- **Data records**
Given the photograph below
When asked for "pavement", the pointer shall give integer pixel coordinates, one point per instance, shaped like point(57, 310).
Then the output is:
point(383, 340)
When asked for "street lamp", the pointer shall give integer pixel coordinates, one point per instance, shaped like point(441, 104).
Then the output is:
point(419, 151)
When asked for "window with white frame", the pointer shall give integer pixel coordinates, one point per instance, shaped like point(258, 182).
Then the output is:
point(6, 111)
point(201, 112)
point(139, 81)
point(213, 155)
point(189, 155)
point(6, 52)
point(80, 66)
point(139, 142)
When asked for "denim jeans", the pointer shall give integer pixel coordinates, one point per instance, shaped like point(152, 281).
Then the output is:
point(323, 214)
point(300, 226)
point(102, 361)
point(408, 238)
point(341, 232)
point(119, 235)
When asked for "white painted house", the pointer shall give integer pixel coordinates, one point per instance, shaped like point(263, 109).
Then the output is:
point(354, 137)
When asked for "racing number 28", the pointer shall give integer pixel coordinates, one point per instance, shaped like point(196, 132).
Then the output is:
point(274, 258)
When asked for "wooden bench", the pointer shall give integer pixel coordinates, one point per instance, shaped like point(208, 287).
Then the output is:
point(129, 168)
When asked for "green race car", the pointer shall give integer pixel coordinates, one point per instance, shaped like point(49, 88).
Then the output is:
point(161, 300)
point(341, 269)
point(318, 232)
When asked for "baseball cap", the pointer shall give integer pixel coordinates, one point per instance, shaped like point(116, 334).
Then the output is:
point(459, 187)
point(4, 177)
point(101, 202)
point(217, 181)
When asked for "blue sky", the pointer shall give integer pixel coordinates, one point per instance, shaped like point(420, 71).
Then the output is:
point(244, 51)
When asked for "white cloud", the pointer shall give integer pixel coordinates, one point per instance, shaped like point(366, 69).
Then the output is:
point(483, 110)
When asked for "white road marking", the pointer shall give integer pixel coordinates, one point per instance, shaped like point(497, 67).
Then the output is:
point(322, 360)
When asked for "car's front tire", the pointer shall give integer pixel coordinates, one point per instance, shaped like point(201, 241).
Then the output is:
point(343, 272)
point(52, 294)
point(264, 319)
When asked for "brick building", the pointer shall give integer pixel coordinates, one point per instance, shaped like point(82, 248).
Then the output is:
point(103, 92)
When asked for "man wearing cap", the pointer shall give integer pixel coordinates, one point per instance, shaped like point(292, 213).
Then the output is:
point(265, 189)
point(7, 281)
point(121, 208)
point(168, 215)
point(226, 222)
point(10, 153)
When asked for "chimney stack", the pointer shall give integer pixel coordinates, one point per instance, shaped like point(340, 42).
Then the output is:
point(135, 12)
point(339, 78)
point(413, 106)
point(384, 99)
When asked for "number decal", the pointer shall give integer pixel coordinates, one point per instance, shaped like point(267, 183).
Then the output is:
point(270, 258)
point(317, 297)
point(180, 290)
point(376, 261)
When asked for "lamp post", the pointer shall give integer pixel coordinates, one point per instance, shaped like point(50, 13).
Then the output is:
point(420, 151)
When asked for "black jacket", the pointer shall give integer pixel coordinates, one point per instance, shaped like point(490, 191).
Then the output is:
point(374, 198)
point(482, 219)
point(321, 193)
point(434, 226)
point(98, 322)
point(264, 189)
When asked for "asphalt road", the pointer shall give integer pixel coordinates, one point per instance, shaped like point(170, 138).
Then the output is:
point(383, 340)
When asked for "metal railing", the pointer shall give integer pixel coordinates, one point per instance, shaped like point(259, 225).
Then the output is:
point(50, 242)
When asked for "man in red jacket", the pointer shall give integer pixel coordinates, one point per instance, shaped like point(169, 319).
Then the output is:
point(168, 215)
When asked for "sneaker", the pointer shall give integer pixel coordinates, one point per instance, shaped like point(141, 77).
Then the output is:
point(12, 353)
--
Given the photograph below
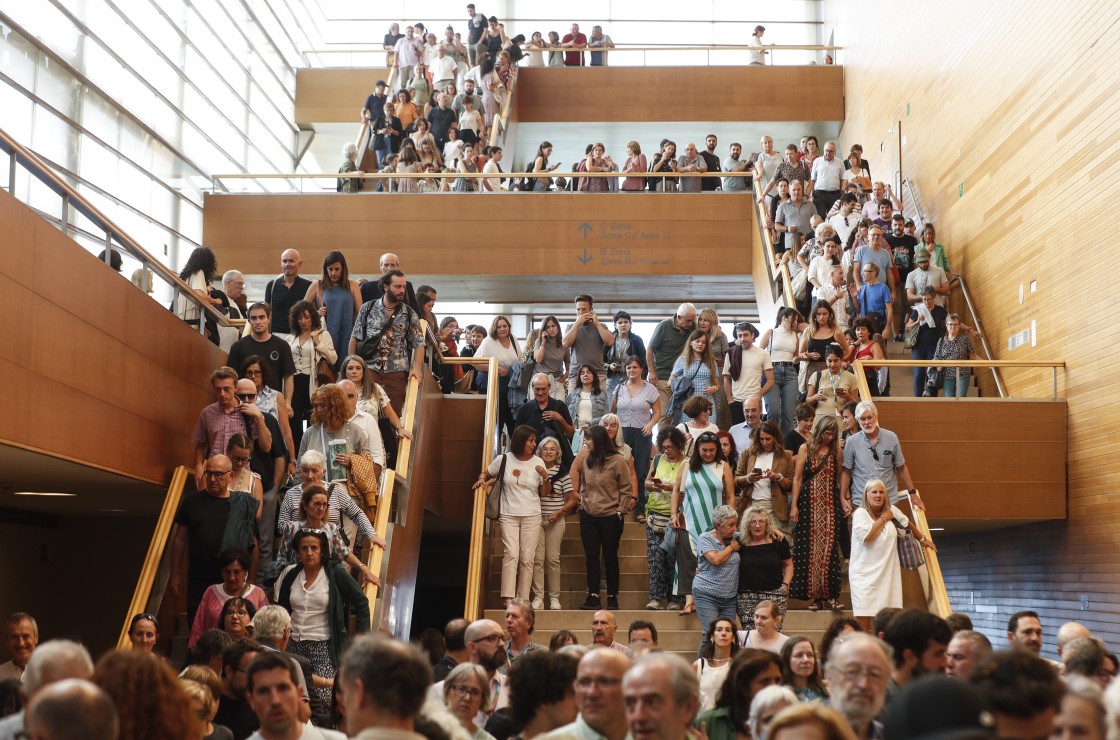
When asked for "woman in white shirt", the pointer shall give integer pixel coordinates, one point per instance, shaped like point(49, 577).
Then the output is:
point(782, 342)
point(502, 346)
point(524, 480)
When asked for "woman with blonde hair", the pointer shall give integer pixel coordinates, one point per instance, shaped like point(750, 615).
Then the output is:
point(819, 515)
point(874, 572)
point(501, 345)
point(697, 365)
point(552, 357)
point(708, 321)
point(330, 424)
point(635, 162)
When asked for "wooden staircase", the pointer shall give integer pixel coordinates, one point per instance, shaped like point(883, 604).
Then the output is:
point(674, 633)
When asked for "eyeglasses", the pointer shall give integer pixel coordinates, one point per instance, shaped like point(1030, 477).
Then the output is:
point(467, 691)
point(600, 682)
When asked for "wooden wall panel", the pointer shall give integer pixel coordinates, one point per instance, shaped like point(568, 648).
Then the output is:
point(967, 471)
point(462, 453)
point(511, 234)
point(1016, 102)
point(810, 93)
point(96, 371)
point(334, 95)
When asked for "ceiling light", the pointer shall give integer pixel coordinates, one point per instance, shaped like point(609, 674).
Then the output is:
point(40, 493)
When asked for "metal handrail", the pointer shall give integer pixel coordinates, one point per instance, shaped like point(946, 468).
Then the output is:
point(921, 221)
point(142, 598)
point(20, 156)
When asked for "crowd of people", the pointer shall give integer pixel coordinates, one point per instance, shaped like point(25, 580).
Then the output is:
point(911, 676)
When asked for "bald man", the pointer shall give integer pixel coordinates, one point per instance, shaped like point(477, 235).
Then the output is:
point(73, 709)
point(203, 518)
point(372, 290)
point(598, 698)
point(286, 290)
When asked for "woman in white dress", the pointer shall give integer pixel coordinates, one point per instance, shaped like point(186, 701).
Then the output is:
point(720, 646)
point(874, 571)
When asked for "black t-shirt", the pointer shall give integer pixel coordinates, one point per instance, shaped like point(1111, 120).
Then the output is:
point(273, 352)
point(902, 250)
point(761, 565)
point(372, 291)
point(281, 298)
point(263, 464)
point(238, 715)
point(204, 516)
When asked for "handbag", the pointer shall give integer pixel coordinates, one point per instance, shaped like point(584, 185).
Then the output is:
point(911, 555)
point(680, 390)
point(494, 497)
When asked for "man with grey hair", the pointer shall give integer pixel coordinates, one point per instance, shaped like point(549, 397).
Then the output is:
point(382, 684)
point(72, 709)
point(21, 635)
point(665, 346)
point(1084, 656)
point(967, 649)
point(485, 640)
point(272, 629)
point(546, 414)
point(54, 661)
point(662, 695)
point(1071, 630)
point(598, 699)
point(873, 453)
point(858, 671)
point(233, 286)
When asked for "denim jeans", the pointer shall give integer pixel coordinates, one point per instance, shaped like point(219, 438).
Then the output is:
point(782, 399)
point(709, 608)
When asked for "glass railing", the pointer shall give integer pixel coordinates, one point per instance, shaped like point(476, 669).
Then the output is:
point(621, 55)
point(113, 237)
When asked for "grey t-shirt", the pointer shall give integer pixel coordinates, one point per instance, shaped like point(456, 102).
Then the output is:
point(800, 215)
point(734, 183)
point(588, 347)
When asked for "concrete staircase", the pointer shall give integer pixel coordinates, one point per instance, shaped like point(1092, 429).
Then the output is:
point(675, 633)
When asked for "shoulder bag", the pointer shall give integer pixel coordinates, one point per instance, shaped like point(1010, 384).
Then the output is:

- **Exercise instructions**
Output every line of the records from the one containing "like point(263, 109)." down to the one containing "point(129, 168)", both included, as a JSON list of strings, one string per line, leaving out blank lines.

- **Full response**
[
  "When asked for \"white painted house\", the pointer shall give integer pixel coordinates, one point per instance, shaped like point(263, 109).",
  "Then the output is:",
  "point(354, 137)",
  "When asked for \"racing number 28\", the pointer shall give integer pixel coordinates, one point per instance, shaped like point(196, 132).",
  "Then the output is:",
  "point(274, 258)",
  "When asked for \"wooden bench\", the pointer shall give integer pixel coordinates, one point per instance, shaped like point(208, 287).",
  "Then the output is:",
  "point(129, 168)"
]